> OBJECTIVES:
1/ In the grant scoring criteria below, reproduce word for word the passage from "Affordability and Sustainability: Affordability" up to and including "affordable and sustainable.".
2/ Condense the paragraph of the grant scoring criteria below that begins "Collaboration: The scoring of this criterion" into a short bulleted list that keeps its main facts.
3/ Write the next part of the grant scoring criteria below, picking up after its final sentence.

----- TEXT TO READ -----

Affordability and Sustainability: Affordability refers to the both the start-up costs required to initiate a program as well as the on-going operational costs of a program, weighing costs to potential benefits. Sustainability in this regard refers to the extent to which sources of those costs can be identified (i.e., “financial stakeholders”).
For New Program Development applications: scoring of this criterion is based on the likelihood that the program to be developed or adapted would be affordable and sustainable.
For Existing Program Evaluation applications: scoring of this criterion is based on the strength of the evidence provided concerning the affordability and sustainability of the program to be evaluated.

Collaboration: The scoring of this criterion is based on the extent to which the proposed project involves significant collaboration among researchers / the evaluation team and practitioners / service providers (and other community stakeholders as appropriate such as parents / families, economists, policy makers, other community members, etc.).

For New Program Development applications: scoring of this criterion is based on the extent to which researchers (bringing expertise concerning evidence-based / evidence-informed practices) and practitioners / service providers (and other community members as appropriate, bringing expertise concerning their educational settings and the populations to be served) work together to develop or adapt the program.

For Existing Program Evaluation applications: scoring of this criterion is based on the extent to which the program to be evaluated was originally developed via a prior collaboration between researchers and practitioners, and the extent to which the proposed project reflects strong collaboration between the research / evaluation team and practitioners / service providers (and other community members as appropriate) throughout the proposed project (e.g., developing questions, recruitment, data collection, analyses and interpretation, dissemination).

Strength-based Orientation: For all applications, the scoring of this criterion is based on the extent to which the program to be developed, adapted or evaluated is grounded in a strength-based approach (rather than a deficit-based model), identifying specific strengths the program will build / builds upon while recognizing the variability that exists within under-served populations in terms of needs, challenges and strengths.

Research / Evaluation criteria (feasibility of the proposed project): Qualifications of Research / Evaluation Team and Research Environment, Budget, Design/Methodology

Qualifications of research/ evaluation team and research environment: Extent to which the research / evaluation team has a demonstrated record that provides confidence in their ability to do the project, and the extent to which the PI’s research environment can support the proposed project. Each of the following aspects is scored separately:

Expertise of the PI / Research Team in topic area:

For all applications, the scoring for this criterion is based on the strength of the evidence provided (e.g., record of publications, prior grants) concerning the expertise of the PI and/or other members of the research / evaluation team in the topic area of the proposed project (e.g., the target population, the intended goals of the program).

----- MATERIAL SHOWN -----

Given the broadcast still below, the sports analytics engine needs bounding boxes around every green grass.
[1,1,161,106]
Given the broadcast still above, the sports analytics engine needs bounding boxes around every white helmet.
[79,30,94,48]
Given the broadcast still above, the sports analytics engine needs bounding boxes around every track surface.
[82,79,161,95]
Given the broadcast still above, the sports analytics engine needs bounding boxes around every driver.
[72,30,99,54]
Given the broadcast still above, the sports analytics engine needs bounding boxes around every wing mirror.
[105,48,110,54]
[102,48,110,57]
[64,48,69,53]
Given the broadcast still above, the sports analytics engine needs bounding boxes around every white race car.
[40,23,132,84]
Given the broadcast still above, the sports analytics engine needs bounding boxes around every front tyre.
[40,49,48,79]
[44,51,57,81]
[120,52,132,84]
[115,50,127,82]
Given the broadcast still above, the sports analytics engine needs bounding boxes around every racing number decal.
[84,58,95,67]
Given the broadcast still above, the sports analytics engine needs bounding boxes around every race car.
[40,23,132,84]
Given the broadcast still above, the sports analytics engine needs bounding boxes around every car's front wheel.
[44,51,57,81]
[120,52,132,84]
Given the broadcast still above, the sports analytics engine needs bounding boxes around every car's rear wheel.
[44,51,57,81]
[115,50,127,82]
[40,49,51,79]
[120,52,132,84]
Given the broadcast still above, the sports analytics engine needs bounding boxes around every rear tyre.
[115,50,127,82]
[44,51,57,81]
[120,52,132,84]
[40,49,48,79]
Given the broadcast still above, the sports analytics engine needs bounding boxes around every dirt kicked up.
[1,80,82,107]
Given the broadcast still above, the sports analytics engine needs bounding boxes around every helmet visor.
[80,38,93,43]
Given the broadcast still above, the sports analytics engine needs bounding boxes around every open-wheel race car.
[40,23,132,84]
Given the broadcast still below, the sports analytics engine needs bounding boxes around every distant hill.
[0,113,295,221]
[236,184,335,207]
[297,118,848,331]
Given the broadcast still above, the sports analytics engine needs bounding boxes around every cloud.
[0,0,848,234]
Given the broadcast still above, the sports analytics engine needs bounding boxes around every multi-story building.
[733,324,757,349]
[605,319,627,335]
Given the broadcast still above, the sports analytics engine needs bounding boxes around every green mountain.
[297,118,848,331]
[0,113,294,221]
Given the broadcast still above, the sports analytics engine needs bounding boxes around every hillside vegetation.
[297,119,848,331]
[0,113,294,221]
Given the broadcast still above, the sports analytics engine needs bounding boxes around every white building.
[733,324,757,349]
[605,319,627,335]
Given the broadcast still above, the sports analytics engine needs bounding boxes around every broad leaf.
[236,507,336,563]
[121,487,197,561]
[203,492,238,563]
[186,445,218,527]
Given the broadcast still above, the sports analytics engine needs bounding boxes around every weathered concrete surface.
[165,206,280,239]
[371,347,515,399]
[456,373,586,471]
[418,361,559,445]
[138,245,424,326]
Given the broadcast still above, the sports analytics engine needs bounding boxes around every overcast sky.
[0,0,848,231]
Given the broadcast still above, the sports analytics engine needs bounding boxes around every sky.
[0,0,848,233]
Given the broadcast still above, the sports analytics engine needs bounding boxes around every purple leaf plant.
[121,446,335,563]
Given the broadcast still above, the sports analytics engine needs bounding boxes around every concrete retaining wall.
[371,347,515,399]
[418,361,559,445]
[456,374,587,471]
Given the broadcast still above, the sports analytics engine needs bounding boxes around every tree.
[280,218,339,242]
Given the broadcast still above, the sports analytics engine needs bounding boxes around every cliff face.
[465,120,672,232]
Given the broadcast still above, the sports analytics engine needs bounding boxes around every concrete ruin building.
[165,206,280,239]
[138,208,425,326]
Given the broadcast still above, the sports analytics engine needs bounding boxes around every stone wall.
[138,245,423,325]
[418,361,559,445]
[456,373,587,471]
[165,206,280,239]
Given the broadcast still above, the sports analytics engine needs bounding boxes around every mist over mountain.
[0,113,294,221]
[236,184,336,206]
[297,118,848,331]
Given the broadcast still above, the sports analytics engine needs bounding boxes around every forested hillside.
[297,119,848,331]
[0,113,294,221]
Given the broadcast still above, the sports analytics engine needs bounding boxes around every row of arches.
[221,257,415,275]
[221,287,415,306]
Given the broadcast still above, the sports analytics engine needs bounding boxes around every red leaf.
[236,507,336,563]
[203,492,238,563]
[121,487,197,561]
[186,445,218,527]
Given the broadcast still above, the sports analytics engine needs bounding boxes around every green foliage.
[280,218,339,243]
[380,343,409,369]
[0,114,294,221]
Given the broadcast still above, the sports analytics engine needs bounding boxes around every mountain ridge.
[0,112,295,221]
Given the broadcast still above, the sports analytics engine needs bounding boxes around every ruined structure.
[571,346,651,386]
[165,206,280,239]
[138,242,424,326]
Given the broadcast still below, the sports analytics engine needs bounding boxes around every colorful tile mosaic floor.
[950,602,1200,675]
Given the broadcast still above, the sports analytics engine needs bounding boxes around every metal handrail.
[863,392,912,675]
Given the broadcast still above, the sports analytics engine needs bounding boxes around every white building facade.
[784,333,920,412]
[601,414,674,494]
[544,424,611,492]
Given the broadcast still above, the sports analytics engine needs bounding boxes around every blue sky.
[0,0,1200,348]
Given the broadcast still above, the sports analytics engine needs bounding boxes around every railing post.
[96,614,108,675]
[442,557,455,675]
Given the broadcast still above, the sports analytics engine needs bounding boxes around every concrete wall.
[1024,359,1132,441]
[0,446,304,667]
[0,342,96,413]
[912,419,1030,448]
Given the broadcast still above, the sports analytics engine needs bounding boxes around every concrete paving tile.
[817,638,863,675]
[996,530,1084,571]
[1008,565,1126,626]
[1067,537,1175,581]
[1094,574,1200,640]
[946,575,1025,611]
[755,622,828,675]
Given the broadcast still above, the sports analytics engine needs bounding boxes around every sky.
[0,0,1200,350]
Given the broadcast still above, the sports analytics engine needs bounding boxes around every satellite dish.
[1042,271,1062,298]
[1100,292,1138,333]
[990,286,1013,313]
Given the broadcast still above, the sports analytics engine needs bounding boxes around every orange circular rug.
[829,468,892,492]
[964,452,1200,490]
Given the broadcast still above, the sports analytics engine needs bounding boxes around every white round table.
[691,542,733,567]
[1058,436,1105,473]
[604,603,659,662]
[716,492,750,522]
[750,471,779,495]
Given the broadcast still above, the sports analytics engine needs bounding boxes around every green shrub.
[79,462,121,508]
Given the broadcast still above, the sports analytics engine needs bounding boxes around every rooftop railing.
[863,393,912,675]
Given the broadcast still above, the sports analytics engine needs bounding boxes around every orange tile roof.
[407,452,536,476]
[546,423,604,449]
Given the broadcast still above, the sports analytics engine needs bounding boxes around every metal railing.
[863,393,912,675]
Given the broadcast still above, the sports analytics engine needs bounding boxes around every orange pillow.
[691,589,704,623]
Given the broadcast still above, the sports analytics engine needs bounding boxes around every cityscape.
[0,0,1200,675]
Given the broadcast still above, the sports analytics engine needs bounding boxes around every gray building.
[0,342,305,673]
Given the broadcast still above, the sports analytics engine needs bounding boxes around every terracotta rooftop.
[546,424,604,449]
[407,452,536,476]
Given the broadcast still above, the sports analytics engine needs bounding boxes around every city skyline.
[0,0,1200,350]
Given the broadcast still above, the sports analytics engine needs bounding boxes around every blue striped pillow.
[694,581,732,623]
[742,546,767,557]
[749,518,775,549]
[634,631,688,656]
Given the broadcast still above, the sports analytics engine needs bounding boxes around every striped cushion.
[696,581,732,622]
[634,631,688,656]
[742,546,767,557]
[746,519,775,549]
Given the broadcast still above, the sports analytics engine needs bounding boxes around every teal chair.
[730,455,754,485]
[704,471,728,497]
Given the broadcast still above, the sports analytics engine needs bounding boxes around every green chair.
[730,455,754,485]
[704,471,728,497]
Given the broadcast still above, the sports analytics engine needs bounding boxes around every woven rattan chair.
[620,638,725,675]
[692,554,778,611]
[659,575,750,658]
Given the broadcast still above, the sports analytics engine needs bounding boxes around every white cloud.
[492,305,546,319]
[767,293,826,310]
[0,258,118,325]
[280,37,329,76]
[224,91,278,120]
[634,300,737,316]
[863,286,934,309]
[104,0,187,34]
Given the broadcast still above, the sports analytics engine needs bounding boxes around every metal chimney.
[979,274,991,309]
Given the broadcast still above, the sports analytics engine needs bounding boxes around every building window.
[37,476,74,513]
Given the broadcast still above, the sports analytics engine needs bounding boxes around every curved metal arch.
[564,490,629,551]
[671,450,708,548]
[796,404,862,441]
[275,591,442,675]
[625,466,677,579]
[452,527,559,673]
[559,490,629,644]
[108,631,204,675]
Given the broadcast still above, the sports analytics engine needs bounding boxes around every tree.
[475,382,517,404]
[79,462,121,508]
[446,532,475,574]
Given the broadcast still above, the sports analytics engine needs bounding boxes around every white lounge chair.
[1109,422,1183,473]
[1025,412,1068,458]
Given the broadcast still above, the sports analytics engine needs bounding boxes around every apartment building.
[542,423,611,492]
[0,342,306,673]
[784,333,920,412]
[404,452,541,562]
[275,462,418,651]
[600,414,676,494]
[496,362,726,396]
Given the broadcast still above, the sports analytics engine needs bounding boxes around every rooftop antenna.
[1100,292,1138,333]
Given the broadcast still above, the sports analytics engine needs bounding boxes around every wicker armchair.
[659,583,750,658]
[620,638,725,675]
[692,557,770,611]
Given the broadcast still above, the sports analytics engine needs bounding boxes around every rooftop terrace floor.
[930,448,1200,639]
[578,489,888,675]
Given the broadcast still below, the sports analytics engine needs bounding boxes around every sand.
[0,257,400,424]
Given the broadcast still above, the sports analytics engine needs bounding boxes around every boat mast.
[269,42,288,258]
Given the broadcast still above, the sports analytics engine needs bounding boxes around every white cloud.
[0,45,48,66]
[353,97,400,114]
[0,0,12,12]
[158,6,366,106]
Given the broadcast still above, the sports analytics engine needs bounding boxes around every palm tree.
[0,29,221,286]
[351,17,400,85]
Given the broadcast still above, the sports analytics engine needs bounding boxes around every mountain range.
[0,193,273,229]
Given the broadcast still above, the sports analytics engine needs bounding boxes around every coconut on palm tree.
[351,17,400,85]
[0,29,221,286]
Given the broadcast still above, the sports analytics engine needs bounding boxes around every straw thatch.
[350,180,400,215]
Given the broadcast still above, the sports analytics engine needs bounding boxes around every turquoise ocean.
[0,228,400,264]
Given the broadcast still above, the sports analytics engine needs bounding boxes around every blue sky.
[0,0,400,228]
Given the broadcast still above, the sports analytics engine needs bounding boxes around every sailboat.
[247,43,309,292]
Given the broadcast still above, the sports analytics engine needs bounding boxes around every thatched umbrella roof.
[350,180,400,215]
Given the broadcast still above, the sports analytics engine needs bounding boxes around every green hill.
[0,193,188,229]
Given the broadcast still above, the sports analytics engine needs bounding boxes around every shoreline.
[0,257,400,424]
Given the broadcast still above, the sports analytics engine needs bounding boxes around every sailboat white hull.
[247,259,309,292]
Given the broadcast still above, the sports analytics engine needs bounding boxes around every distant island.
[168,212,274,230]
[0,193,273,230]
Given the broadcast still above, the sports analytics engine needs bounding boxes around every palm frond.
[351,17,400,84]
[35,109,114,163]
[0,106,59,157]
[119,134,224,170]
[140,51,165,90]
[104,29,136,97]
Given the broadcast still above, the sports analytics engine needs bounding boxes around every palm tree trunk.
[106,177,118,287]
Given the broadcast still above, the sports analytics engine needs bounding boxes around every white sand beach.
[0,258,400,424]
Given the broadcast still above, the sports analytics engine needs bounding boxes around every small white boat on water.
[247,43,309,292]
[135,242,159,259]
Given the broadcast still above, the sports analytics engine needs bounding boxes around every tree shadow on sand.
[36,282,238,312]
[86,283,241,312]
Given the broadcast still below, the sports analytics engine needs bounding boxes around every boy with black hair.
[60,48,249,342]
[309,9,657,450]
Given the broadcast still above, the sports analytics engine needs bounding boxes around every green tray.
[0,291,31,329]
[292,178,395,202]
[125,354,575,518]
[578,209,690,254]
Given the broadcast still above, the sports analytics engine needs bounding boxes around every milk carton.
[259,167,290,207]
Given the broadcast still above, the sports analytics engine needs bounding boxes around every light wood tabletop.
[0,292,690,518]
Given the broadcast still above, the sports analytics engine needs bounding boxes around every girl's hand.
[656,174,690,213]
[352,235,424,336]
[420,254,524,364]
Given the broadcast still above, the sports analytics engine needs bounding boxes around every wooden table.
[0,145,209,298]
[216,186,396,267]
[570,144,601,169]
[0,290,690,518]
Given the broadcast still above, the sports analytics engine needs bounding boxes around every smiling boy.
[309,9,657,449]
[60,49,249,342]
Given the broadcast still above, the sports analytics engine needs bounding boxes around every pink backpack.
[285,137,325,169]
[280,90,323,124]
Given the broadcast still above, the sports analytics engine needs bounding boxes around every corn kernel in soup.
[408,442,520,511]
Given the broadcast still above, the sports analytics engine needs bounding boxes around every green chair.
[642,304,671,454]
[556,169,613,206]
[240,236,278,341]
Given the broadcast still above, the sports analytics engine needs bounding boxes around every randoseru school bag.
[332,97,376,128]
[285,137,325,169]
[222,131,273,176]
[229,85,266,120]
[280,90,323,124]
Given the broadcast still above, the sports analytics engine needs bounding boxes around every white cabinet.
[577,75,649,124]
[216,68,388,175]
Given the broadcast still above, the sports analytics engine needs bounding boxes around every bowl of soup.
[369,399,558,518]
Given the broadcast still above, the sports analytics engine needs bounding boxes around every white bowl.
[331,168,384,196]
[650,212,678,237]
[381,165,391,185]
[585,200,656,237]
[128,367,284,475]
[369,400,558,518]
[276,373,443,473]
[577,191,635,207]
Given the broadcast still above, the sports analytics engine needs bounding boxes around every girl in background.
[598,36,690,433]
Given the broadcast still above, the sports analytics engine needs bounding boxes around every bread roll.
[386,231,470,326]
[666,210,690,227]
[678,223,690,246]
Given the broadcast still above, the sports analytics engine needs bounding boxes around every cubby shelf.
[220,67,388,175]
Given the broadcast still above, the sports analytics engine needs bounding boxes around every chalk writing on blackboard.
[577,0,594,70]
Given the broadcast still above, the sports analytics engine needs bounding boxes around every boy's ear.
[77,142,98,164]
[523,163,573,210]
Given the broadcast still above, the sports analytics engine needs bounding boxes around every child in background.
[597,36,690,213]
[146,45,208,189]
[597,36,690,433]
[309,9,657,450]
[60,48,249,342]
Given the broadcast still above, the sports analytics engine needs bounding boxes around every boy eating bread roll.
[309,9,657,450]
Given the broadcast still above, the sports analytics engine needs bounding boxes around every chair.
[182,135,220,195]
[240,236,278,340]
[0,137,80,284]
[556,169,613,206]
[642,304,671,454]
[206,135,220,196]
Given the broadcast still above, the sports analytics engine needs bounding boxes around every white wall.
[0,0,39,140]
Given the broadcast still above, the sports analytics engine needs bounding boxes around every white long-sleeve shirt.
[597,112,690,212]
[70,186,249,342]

-----

> OUTPUTS BY TASK:
1/
Affordability and Sustainability: Affordability refers to the both the start-up costs required to initiate a program as well as the on-going operational costs of a program, weighing costs to potential benefits. Sustainability in this regard refers to the extent to which sources of those costs can be identified (i.e., “financial stakeholders”).
For New Program Development applications: scoring of this criterion is based on the likelihood that the program to be developed or adapted would be affordable and sustainable.

2/
Collaboration is scored by how much the proposed project involves significant collaboration among:
- researchers or the evaluation team
- practitioners or service providers
- other community stakeholders as appropriate, such as parents or families, economists, policy makers, and other community members

3/
Expertise of the PI / Research Team in program development / evaluation methods:

For all applications, the scoring for this criterion is based on the strength of the evidence provided (e.g., record of publications, prior grants) concerning the expertise of the PI and/or other members of the research / evaluation team concerning the research methods that would be used in the proposed project.

Research Environment:

For all applications, the scoring for this criterion is based on the strength of the evidence provided concerning the level of support the PI’s institution is able to provide for the proposed project. This is based upon:

the research ranking of the institution in general (similar to the Carnegie Classification of Institutions of Higher Education in which universities are classified by research activity as measured by research expenditures, number of research doctorates awarded, number of research-focused faculty)
and the specific support that would be provided by the institution to support the research / evaluation team while carrying out the proposed project (e.g., administrative support such as grant support services, office and lab space, personal computers and equipment, software, and /or technological support).

Budget: For all applications, the scoring for this criterion is based on the extent to which budget is in line with specific aims / scope of work proposed and is reasonable and justified.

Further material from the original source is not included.